### Task prompt
Check each line of the data for "crowd" and select those that have it.

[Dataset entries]
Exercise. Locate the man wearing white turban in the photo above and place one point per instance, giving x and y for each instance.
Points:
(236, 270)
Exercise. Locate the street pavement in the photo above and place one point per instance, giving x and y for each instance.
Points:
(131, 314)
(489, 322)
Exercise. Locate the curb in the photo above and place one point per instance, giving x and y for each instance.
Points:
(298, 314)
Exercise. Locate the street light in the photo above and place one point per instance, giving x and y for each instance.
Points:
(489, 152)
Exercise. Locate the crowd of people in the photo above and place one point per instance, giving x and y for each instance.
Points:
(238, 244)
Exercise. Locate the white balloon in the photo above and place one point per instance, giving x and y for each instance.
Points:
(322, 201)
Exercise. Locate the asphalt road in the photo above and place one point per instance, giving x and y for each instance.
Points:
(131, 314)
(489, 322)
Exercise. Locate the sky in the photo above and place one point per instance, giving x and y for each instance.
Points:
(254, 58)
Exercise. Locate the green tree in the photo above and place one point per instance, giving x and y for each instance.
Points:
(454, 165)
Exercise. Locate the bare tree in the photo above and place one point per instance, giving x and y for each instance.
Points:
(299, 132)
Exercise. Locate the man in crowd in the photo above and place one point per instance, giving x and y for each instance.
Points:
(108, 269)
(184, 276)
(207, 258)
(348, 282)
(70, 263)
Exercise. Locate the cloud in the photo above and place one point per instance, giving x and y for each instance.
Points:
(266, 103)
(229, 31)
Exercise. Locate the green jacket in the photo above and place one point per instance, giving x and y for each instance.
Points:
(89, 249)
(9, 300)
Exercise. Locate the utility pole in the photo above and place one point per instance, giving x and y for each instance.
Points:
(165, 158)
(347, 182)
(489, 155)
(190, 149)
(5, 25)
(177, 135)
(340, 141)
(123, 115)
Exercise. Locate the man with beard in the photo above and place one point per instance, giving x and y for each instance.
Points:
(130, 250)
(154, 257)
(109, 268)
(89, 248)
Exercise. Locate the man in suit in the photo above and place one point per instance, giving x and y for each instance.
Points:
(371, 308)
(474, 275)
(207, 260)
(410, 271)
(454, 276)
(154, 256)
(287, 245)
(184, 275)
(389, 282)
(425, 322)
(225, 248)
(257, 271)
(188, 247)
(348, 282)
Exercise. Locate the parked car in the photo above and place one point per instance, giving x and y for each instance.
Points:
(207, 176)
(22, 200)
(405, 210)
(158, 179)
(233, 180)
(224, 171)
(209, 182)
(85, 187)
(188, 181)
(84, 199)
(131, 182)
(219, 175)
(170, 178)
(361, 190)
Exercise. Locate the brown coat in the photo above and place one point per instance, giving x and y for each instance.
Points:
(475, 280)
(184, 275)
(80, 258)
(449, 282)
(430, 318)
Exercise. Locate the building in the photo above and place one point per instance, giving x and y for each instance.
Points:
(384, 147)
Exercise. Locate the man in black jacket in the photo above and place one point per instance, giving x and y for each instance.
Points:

### Exercise result
Exercise. Locate the crowd of people in the photo above and place one point per instance, giving x and y for each instance.
Exercise. Locate the man in crowd in the photo above and place one point per instance, giving x and y for each instance.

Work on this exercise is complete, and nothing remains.